* Exercise brief *
Rename "yellow" to "gold" in the data, from the line containing "red and yellow spanish flag | locate" through the end of the data. Reproduce only those lines, with nothing else changed.
-*-
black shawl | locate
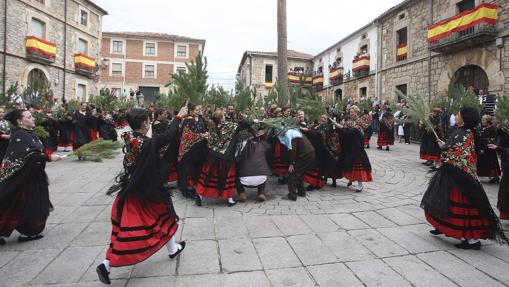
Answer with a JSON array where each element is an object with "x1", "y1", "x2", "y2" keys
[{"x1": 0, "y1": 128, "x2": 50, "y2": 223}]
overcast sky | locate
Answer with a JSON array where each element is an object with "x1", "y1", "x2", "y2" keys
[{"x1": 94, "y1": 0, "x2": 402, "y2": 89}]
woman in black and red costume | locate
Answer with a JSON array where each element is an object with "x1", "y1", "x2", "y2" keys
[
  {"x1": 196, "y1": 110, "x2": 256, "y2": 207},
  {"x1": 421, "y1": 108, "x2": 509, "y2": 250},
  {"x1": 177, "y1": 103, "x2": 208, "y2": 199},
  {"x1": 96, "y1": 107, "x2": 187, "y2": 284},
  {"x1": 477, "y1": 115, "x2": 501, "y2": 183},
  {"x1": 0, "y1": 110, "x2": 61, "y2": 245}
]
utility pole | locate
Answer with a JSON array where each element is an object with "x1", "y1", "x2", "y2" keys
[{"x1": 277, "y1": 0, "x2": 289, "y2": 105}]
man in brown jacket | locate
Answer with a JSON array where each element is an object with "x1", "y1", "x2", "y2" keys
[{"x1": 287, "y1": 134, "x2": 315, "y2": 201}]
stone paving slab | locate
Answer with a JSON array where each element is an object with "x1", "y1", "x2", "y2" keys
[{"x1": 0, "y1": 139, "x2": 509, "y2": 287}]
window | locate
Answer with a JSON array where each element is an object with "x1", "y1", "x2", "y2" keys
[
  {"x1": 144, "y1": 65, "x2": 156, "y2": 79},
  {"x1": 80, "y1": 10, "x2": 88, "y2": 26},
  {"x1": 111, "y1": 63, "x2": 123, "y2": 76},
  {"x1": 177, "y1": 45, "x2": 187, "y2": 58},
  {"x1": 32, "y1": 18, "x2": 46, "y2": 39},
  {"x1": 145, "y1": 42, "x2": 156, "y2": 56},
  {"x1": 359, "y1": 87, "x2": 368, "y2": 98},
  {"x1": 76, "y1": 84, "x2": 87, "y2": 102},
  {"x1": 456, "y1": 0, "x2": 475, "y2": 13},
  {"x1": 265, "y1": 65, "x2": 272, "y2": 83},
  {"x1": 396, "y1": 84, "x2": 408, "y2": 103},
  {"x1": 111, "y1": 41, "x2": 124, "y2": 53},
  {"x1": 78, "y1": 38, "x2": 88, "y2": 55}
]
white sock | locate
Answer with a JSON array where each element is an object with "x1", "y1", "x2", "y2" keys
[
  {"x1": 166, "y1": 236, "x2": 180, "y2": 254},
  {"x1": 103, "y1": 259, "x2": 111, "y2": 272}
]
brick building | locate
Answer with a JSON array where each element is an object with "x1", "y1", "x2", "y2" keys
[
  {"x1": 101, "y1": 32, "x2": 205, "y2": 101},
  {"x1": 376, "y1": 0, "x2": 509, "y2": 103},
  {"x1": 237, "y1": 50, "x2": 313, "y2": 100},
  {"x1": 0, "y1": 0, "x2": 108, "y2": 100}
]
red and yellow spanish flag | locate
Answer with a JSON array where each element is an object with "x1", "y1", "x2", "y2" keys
-*-
* Response to this exercise *
red and gold spanish flag | locate
Answer with a JSON array where each element is an object with "x1", "y1", "x2", "y2" keys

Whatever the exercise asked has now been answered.